══ Data section ══

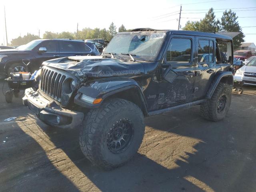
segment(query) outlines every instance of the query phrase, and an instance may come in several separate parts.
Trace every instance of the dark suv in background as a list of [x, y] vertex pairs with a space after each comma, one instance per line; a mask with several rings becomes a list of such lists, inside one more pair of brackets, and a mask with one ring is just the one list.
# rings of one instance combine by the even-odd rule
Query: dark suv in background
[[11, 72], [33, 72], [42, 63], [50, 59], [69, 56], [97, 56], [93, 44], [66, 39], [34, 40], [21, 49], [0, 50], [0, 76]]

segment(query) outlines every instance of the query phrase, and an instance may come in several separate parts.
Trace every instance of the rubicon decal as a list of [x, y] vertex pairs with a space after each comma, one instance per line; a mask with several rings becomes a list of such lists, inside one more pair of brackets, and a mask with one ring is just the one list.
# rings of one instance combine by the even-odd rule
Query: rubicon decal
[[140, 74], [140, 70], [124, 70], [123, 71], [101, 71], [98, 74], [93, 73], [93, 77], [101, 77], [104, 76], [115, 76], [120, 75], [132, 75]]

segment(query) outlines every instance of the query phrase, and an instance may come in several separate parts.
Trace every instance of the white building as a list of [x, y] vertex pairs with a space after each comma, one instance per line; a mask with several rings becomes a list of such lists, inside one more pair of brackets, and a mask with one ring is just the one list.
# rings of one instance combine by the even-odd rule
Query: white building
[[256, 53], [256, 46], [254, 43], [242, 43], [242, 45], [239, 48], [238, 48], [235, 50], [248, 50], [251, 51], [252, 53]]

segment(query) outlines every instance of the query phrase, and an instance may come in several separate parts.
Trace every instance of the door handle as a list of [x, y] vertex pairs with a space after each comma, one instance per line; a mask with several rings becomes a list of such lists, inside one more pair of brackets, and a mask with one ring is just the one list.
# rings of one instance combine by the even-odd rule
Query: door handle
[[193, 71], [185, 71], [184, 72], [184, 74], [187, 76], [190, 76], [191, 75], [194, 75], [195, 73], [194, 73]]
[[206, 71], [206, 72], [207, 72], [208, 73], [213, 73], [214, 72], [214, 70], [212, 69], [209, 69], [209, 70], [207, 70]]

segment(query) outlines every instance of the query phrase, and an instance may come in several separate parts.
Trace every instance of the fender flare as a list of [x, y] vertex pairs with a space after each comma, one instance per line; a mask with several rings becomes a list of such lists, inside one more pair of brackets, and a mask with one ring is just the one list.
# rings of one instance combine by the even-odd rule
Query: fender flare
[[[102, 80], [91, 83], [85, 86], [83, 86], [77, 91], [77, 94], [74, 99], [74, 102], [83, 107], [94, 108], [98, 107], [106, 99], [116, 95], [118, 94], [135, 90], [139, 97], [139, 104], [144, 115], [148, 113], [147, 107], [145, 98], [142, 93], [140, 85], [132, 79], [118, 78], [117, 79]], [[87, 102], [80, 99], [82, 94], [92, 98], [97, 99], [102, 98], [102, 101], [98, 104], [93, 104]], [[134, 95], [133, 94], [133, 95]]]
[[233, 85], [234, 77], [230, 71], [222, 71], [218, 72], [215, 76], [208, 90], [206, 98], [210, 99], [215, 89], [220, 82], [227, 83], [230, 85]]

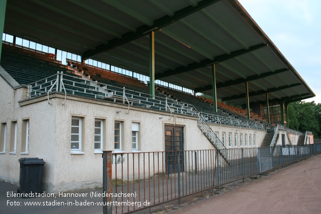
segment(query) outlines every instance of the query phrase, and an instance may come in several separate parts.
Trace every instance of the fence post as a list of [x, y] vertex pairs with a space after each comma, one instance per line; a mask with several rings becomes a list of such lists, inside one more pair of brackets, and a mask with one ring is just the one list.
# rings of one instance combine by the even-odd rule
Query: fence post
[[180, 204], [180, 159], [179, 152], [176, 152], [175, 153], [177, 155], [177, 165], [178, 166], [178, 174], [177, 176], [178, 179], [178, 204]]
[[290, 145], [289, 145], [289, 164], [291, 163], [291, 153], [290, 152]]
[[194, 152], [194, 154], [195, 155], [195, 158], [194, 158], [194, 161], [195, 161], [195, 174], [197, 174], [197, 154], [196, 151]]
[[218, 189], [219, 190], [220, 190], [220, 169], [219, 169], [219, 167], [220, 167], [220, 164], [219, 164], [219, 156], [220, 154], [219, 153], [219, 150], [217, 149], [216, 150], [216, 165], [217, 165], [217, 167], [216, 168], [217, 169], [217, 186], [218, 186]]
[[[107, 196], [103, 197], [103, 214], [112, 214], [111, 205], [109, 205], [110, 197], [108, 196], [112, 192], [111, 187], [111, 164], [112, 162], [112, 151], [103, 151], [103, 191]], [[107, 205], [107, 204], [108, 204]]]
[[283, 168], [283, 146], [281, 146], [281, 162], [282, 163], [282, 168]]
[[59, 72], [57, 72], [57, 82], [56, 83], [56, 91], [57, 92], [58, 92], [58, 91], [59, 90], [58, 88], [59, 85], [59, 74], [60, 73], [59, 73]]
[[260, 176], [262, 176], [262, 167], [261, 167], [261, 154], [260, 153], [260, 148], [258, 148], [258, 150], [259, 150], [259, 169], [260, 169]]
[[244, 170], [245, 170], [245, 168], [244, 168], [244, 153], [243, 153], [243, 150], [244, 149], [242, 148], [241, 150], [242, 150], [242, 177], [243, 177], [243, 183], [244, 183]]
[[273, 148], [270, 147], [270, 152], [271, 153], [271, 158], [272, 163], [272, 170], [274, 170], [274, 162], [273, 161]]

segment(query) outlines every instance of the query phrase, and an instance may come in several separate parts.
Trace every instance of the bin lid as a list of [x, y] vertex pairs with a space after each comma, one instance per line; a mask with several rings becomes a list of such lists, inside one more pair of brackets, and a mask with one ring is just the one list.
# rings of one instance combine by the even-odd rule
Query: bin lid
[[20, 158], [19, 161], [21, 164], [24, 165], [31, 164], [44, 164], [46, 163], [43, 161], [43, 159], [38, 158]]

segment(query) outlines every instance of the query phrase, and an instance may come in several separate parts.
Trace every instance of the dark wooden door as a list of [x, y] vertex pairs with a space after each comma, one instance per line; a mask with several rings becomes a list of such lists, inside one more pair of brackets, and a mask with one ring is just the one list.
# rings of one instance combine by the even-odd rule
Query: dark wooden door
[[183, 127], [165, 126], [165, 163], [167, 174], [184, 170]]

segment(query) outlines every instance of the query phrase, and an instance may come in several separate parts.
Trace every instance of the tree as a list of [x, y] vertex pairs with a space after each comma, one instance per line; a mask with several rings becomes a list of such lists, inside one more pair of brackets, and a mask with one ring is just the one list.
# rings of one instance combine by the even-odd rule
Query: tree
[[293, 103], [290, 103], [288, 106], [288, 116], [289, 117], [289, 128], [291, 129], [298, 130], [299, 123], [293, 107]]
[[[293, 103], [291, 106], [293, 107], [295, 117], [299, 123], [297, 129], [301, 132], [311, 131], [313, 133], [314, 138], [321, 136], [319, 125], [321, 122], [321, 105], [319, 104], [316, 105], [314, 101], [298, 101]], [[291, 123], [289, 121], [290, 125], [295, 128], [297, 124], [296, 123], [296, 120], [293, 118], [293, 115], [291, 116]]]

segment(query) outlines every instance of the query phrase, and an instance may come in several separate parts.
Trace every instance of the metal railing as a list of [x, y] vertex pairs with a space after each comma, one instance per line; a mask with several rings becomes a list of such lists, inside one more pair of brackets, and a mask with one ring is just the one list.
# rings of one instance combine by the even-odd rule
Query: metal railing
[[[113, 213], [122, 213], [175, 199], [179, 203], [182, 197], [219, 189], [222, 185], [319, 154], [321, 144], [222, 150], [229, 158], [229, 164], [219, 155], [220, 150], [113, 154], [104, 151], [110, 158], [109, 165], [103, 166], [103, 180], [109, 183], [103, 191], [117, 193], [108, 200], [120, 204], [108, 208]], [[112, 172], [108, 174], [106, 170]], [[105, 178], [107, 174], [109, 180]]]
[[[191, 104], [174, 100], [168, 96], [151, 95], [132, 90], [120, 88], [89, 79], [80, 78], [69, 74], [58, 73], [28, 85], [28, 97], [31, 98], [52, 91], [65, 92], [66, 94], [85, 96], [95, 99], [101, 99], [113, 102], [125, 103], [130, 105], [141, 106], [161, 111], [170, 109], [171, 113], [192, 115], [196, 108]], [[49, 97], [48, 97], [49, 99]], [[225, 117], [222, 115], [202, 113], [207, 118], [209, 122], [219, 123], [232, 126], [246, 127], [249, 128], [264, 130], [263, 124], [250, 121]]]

═══
══ Data section ══

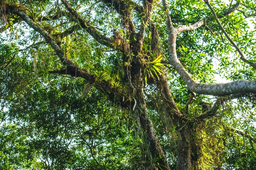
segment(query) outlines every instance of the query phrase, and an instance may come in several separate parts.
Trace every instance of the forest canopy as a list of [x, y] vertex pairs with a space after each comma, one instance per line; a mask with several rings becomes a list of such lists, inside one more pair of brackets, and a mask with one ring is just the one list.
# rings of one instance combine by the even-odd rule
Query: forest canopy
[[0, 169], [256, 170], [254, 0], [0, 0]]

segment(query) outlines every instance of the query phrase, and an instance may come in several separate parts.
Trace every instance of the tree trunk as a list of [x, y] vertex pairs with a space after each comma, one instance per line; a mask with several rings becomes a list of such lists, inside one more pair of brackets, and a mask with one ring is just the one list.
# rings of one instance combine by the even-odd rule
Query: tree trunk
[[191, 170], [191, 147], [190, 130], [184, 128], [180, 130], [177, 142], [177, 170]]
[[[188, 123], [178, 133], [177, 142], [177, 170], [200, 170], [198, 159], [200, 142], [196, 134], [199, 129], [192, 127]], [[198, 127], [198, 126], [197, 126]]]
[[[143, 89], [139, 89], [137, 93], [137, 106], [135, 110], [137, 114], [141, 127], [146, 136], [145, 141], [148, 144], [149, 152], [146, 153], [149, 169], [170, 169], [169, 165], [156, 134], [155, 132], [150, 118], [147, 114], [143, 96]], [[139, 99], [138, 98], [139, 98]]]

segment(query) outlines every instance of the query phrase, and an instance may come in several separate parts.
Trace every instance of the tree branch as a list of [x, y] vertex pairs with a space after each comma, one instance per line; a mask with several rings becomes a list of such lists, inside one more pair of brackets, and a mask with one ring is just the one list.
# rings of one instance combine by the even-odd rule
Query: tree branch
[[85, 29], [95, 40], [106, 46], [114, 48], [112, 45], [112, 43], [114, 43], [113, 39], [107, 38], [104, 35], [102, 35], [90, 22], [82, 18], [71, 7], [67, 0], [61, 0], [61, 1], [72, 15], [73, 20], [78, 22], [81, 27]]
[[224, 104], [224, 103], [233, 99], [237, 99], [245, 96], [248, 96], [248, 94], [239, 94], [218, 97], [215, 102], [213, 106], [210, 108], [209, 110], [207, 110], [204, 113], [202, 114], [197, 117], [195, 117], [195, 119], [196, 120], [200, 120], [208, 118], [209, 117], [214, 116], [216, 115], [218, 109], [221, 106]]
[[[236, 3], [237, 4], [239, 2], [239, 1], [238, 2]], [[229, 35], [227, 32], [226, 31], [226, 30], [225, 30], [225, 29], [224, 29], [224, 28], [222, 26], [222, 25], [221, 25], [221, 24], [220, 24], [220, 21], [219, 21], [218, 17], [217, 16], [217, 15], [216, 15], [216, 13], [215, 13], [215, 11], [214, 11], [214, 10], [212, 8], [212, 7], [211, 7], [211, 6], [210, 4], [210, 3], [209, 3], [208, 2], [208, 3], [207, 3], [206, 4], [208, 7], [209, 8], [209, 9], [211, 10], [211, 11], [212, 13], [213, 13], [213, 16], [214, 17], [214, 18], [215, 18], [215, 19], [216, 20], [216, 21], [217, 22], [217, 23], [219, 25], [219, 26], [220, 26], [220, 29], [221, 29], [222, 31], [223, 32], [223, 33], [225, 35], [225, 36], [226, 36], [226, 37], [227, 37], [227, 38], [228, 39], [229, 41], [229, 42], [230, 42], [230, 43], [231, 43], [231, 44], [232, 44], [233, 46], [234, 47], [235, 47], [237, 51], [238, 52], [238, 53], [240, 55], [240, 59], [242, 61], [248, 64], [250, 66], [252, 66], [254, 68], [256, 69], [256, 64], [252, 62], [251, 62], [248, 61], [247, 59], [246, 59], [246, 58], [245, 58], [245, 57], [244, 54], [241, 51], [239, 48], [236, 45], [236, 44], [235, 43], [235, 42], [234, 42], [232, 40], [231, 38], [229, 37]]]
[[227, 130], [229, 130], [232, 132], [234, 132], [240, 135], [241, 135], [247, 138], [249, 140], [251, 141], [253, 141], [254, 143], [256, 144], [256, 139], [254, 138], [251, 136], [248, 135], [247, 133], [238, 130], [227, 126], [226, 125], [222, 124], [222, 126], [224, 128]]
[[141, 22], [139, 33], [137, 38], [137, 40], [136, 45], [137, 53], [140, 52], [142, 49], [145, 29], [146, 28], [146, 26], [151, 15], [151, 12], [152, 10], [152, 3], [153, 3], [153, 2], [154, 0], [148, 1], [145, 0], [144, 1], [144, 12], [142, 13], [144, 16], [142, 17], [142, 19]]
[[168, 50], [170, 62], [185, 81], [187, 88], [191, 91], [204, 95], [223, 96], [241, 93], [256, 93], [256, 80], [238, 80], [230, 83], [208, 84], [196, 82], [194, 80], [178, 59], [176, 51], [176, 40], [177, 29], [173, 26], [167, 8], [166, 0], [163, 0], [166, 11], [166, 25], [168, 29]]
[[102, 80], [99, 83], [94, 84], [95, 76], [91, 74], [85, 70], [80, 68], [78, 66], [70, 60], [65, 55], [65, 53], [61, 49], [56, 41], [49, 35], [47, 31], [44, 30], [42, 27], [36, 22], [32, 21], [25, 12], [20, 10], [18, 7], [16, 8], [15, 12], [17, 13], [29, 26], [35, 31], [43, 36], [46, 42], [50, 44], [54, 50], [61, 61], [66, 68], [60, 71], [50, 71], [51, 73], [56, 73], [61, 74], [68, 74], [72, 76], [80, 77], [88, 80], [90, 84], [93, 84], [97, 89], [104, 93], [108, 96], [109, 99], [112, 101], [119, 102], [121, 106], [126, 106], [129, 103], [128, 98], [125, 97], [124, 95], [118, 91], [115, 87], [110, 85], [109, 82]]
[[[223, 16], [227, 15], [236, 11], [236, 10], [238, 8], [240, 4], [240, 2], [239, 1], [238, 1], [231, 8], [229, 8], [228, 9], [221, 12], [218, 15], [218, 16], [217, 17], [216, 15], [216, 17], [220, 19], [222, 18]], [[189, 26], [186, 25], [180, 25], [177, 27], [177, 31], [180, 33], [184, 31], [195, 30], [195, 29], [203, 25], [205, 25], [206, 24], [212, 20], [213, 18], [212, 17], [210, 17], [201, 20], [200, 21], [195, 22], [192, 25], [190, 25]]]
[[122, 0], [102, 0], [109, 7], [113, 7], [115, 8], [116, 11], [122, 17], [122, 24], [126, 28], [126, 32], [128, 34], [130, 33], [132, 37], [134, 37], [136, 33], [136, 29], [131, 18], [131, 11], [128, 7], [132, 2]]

═══

Pull out every line of the records above that contains the word "fender", and copy each one in full.

Trace every instance of the fender flare as a list of [x, y] vertex pairs with a space after each comma, one instance per line; a mask with several rings becomes a list of such lists, inside one more pair of brackets, and a mask with one ring is just the one list.
Query: fender flare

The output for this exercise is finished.